* WORK TO COMPLETE
I would like each line of the data that holds the word "silver" copied out.

Saved entries
==============================
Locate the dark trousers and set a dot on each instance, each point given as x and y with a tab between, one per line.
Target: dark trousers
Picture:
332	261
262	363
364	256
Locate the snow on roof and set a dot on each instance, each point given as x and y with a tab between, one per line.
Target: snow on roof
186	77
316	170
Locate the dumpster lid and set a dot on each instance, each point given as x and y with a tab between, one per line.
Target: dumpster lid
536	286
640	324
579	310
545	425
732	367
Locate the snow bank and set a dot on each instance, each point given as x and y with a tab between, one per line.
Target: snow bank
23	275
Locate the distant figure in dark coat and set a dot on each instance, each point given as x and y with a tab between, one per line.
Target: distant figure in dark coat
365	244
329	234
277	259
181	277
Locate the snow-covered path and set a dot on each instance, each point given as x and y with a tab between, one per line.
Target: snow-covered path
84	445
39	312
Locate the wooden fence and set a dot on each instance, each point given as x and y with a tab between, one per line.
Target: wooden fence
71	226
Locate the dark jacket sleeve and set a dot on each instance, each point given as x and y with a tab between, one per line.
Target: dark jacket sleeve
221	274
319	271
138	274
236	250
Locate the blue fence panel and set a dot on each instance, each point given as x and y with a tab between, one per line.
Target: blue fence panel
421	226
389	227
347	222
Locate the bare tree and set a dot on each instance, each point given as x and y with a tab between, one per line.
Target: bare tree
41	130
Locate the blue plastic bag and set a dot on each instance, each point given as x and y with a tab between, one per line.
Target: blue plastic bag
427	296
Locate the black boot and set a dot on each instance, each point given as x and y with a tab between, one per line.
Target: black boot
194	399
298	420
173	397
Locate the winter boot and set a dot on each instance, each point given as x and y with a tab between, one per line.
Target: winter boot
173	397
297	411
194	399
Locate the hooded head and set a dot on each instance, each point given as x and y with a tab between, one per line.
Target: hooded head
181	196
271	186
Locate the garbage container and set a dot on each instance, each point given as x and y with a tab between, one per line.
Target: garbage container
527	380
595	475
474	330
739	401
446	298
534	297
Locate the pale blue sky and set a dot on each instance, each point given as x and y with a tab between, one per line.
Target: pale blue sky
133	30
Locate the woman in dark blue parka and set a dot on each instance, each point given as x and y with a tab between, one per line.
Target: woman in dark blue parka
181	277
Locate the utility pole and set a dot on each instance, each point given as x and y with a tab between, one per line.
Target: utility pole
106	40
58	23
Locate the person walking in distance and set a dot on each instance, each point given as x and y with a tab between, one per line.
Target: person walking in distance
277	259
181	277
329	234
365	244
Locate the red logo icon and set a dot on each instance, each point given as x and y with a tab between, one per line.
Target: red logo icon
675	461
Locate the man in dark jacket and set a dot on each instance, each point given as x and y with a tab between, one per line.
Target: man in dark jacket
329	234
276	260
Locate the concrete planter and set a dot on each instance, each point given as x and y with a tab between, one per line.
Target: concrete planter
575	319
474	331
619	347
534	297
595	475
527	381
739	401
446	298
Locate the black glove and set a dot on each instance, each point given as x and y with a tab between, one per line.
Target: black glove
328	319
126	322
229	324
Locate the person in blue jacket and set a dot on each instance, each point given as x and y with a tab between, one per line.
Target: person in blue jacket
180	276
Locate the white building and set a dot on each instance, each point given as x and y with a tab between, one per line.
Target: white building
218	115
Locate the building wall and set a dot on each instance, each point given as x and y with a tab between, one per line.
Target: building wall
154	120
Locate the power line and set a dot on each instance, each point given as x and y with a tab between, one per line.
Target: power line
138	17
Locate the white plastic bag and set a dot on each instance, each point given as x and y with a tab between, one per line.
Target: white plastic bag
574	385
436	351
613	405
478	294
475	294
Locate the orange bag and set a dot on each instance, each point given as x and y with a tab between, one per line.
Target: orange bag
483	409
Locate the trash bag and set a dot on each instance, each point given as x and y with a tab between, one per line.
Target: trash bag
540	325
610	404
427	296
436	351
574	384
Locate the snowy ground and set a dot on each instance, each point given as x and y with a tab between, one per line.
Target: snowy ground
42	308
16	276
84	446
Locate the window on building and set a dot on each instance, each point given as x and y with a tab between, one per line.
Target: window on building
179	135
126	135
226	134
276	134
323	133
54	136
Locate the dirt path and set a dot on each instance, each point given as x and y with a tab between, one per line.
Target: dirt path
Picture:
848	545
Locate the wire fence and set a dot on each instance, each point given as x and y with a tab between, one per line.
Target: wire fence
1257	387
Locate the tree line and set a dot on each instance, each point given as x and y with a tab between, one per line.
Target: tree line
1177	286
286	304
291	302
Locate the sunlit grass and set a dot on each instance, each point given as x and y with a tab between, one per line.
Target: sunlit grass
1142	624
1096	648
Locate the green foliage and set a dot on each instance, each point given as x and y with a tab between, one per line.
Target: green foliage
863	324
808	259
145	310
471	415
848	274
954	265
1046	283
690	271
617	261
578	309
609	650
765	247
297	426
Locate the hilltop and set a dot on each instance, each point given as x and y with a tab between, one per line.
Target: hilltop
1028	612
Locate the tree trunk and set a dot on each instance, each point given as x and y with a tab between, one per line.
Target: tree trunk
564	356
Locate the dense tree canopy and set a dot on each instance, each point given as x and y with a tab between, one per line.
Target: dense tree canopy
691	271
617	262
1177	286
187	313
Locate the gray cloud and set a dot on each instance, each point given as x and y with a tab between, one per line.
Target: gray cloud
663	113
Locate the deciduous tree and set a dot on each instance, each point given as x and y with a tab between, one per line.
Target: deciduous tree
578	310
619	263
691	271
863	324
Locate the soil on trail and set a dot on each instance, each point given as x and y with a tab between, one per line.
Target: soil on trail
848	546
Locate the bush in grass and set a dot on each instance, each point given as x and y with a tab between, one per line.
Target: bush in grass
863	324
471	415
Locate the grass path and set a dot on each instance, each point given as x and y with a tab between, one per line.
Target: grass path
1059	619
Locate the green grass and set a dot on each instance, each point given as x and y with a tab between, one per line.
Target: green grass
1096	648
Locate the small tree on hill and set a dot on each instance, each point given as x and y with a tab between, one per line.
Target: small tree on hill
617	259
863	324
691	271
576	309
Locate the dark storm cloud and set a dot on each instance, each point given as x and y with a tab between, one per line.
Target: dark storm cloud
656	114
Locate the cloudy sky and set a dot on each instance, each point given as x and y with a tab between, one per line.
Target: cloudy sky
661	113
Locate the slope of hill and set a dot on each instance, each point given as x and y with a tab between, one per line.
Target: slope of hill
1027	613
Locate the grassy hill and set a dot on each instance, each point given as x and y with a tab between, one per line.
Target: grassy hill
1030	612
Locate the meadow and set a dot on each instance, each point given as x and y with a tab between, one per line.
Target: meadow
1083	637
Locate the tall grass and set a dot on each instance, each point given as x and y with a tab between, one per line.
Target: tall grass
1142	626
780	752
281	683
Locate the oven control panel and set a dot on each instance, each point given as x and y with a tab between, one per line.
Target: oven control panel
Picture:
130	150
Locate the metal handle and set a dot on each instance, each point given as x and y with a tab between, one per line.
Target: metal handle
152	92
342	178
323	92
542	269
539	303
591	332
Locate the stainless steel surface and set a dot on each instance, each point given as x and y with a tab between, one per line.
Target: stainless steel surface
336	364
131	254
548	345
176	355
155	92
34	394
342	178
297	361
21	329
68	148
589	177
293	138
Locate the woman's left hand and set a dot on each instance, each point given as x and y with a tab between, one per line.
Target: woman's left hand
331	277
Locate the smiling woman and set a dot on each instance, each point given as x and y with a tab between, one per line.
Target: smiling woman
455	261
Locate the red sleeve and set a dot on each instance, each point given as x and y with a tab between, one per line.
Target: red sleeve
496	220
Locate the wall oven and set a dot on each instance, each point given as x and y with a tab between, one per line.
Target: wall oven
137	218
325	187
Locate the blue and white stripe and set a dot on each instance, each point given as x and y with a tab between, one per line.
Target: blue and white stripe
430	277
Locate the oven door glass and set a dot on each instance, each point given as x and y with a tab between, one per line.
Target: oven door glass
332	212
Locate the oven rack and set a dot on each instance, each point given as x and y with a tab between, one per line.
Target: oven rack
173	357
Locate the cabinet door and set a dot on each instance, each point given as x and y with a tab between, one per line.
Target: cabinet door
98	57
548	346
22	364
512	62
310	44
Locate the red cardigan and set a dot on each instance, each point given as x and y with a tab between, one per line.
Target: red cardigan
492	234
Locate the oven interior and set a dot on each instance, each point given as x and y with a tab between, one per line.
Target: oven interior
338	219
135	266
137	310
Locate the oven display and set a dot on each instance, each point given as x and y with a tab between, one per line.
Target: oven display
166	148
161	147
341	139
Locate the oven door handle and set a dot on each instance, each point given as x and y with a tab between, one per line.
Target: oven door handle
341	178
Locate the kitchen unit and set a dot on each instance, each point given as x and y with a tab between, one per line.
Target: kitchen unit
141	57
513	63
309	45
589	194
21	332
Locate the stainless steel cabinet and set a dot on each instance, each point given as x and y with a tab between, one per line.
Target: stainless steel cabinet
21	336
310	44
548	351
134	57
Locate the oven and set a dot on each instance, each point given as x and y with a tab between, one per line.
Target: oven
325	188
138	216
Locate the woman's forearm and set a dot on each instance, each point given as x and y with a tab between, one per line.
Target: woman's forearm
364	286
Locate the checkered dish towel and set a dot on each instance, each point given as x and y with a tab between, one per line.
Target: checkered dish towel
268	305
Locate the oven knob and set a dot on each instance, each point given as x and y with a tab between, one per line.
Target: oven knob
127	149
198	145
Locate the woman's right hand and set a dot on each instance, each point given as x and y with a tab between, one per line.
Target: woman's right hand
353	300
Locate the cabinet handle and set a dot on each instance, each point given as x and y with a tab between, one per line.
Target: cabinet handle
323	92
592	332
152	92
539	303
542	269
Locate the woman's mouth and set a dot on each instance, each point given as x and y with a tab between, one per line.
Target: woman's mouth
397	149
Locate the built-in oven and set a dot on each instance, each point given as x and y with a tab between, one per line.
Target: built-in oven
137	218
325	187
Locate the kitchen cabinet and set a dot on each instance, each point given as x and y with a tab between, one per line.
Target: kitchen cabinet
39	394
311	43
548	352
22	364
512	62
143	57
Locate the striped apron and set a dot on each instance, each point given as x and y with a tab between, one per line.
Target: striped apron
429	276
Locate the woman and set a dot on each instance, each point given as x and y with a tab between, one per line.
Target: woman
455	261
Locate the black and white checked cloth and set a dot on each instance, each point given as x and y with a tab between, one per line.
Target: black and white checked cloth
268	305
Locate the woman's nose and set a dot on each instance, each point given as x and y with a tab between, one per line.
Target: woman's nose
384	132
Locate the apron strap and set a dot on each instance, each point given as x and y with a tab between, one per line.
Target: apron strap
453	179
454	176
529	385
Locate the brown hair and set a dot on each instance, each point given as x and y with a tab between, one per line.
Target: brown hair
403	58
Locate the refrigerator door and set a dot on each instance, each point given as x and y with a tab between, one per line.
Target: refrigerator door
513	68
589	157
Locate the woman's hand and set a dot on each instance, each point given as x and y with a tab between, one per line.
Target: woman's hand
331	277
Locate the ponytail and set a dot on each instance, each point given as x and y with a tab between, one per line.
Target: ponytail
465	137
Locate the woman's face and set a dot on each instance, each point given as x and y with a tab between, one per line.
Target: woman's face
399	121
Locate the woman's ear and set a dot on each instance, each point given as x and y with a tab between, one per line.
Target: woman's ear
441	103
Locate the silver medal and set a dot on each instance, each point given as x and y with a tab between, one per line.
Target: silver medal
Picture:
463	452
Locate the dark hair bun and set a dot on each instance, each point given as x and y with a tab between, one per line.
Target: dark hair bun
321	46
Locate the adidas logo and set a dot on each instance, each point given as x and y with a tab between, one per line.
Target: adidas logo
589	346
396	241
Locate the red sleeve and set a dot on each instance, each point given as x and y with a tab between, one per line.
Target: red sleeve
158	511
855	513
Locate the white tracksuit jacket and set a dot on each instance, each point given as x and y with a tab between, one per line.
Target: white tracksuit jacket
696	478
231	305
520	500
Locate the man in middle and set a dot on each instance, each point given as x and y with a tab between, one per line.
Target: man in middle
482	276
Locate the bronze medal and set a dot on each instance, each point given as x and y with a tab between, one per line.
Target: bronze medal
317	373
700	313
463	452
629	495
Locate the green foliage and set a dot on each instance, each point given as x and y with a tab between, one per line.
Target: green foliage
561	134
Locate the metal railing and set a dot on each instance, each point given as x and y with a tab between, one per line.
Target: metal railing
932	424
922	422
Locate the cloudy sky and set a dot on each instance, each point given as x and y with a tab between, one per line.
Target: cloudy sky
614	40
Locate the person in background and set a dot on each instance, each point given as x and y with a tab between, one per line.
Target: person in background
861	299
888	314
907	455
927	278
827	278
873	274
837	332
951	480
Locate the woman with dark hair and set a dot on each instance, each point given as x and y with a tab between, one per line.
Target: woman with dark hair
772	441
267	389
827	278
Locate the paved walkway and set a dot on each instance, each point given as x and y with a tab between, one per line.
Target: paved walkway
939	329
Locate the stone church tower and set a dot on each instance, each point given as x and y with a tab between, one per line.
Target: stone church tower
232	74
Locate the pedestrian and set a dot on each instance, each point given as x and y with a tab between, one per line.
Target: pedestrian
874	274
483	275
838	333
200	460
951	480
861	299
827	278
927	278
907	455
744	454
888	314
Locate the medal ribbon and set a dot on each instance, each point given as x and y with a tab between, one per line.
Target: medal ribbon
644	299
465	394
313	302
==============================
* EXERCISE ANSWER
Locate the silver medal and set a dot on each instance, each point given as x and y with a tab between, one per line.
Target: silver medal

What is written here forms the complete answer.